Render all the data below as a Markdown table with two columns, Number and Entry, giving each non-blank line its own numbered row.
──────── PROVIDED DATA
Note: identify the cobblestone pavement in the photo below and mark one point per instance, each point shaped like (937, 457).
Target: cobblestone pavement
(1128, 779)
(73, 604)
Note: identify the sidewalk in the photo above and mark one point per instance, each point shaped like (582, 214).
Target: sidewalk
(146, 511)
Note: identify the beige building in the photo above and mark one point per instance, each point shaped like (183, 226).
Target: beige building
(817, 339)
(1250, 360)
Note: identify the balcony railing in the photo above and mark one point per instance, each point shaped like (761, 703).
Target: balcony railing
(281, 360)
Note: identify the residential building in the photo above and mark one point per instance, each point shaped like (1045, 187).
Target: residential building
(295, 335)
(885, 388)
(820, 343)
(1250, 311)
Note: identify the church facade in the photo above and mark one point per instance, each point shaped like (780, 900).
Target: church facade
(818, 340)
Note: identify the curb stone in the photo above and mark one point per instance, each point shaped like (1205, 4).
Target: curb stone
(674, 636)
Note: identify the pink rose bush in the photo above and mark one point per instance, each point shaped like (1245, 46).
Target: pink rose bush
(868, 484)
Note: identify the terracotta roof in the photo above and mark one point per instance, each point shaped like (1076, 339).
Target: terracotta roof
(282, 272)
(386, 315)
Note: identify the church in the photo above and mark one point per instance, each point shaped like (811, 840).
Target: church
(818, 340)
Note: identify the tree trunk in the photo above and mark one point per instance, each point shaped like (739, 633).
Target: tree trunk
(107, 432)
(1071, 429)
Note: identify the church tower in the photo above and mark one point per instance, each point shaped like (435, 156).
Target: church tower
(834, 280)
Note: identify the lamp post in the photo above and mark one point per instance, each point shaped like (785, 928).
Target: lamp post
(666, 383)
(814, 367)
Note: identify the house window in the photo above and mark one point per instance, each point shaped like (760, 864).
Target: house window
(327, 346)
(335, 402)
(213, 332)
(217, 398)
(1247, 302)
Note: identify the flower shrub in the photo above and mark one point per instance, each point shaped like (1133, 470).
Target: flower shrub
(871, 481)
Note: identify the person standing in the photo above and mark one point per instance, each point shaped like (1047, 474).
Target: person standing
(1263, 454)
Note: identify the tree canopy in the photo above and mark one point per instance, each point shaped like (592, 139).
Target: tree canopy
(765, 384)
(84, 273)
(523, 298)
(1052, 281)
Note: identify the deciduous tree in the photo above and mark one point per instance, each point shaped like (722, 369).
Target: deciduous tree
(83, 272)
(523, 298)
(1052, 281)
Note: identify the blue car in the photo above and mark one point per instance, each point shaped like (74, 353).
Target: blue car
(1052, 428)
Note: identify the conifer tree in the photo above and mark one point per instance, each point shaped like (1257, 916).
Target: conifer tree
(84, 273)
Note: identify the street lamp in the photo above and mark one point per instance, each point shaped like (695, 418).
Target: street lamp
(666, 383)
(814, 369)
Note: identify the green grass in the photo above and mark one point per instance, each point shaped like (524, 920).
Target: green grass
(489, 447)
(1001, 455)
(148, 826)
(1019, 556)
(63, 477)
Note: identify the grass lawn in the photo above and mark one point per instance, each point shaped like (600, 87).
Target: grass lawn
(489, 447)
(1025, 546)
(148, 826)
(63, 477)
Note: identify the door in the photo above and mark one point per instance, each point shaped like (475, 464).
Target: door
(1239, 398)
────────────────
[SOLVED EXERCISE]:
| Number | Entry |
|---|---|
| 1 | Note: identify the cobblestone pavement in the photo below and mark one point per instance, each point shaped like (937, 457). |
| 2 | Target: cobblestone pavement |
| 3 | (1128, 779) |
| 4 | (73, 604) |
| 5 | Note: identify the sidewalk in the photo above and mark one point per instance, each point shaped like (582, 214). |
| 6 | Target: sidewalk |
| 7 | (146, 511) |
| 8 | Note: identify the beige building in the photo above and mark one point per instance, each point shaped like (183, 226). |
| 9 | Target: beige building |
| 10 | (817, 339) |
| 11 | (1250, 360) |
| 12 | Note: identify the balcony railing in the photo above and mark one point per instance, each point shaped like (761, 703). |
| 13 | Target: balcony railing |
| 14 | (281, 360) |
| 15 | Note: identify the residential building in the photo above and mark one point per instance, each point shaped like (1045, 187). |
| 16 | Target: residential building |
| 17 | (295, 335) |
| 18 | (885, 388) |
| 19 | (820, 343) |
| 20 | (1250, 311) |
| 21 | Note: identify the church facade in the photo above and mark one point per instance, each point shaped like (780, 900). |
| 22 | Target: church facade |
| 23 | (818, 340) |
| 24 | Note: identify the curb stone in the photo above and mark one point per instance, each point shaped like (1205, 4). |
| 25 | Target: curb stone |
| 26 | (674, 636) |
| 27 | Note: identify the pink rose bush in the photo above and mark one point per instance, each point shaped like (1245, 46). |
| 28 | Target: pink rose bush |
| 29 | (868, 484) |
| 30 | Note: identify the terracotta roof in the photo above and mark one point per instance, each point shaped like (1076, 339). |
| 31 | Target: terracotta roof |
| 32 | (282, 272) |
| 33 | (386, 315) |
| 34 | Note: identify the church in the photo above and mark one point per instance, each point shaped like (811, 840). |
| 35 | Target: church |
| 36 | (818, 340) |
| 37 | Note: identify the tree trunk in the photo above and mark one point per instance, each point shaped like (739, 633). |
| 38 | Target: tree trunk |
| 39 | (107, 432) |
| 40 | (1071, 429) |
| 41 | Note: identify the church tower in the photo above and mark one point per instance, each point shaped like (435, 156). |
| 42 | Target: church tower |
| 43 | (834, 280) |
| 44 | Note: identify the lamp post in the photo above and mark one point per instance, each point shaped like (785, 928). |
| 45 | Target: lamp post |
| 46 | (666, 383) |
| 47 | (814, 367) |
| 48 | Note: identify the house window in the photo above and mark one point per instance, each point shaped like (760, 864). |
| 49 | Target: house window |
| 50 | (327, 346) |
| 51 | (335, 402) |
| 52 | (213, 332) |
| 53 | (217, 398) |
| 54 | (1247, 302) |
| 55 | Note: identify the flower shrub in the photo above and mark one point per instance, each point shaped like (1133, 470). |
| 56 | Target: flower shrub |
| 57 | (871, 481) |
| 58 | Note: identify the person standing in the photo above and mark one point per instance, each point shaped like (1047, 474). |
| 59 | Target: person standing |
| 60 | (1263, 454) |
| 61 | Note: identify the tree canopy in the photo above and mark one point per instance, each point shaped like (592, 139). |
| 62 | Target: tree canopy |
| 63 | (765, 384) |
| 64 | (84, 273) |
| 65 | (523, 298) |
| 66 | (1052, 281) |
| 67 | Note: identify the deciduous tree in the photo above and mark one point per instance, each point shaped like (722, 369). |
| 68 | Target: deciduous tree |
| 69 | (83, 272) |
| 70 | (523, 298) |
| 71 | (1052, 281) |
| 72 | Note: identify the blue car in the photo above and mark one point per instance, each point shaped like (74, 353). |
| 73 | Target: blue car |
| 74 | (1052, 428) |
| 75 | Note: identify the conifer tree in the photo above and mark one point per instance, each point shaped like (1257, 916). |
| 76 | Target: conifer tree |
| 77 | (84, 273) |
| 78 | Note: identify the street lamp in the photo above and mark one point per instance, each point shaped like (695, 418). |
| 79 | Target: street lamp |
| 80 | (666, 383) |
| 81 | (814, 369) |
| 82 | Note: identify the green grass in the photo above and mark one point per instance, each point shaped like (524, 920). |
| 83 | Target: green grass |
| 84 | (489, 447) |
| 85 | (1001, 455) |
| 86 | (148, 826) |
| 87 | (1019, 556) |
| 88 | (63, 477) |
| 89 | Note: identify the grass lawn in the photo above and mark one point per instance, each point shaped like (600, 87). |
| 90 | Target: grass lawn |
| 91 | (489, 447) |
| 92 | (1025, 546) |
| 93 | (148, 826) |
| 94 | (63, 477) |
| 95 | Note: identify the door in the photo above and mark one point per instance, each point shaped like (475, 464). |
| 96 | Target: door |
| 97 | (1239, 398) |